=== Work instructions ===
Among the entries below, find every line that contains the string "lower", then copy it.
── Exercise materials ──
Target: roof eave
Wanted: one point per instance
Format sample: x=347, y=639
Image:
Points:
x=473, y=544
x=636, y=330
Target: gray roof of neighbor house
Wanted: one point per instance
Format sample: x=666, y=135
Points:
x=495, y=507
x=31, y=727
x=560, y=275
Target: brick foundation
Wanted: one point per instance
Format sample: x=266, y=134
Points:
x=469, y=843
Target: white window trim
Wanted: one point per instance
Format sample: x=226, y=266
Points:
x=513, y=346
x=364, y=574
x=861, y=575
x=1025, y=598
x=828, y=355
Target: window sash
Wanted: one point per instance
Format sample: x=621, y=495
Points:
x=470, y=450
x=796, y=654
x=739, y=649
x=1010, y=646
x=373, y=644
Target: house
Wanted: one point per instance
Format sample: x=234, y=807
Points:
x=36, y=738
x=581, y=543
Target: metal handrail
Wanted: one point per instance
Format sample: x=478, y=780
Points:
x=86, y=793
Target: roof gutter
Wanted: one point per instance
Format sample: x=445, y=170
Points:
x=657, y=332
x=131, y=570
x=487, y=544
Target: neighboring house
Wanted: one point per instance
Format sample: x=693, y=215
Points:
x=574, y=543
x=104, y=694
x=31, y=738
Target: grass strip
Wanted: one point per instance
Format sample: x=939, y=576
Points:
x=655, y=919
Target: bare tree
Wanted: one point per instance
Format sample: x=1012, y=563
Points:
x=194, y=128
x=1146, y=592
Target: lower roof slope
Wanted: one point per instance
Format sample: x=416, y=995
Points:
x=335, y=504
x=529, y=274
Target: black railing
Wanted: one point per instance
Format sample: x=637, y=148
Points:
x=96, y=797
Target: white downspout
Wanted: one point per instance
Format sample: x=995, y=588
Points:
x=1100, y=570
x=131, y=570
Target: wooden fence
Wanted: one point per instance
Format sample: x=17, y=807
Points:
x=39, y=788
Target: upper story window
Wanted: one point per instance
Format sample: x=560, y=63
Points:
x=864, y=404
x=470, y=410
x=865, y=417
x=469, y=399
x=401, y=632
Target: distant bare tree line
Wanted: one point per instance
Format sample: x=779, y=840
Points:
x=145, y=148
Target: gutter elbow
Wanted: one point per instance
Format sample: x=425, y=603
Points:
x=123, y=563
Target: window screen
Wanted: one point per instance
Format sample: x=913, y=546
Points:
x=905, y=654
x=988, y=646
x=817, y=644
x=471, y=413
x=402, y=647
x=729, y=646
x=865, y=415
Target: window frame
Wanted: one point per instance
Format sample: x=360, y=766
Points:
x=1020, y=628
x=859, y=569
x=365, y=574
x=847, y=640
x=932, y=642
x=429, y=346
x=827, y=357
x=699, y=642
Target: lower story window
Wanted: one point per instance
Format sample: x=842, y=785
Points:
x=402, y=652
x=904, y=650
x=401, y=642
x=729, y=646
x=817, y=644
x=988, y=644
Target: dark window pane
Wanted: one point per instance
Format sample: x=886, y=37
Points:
───
=== Solution ===
Target: lower roof slope
Target: lower story window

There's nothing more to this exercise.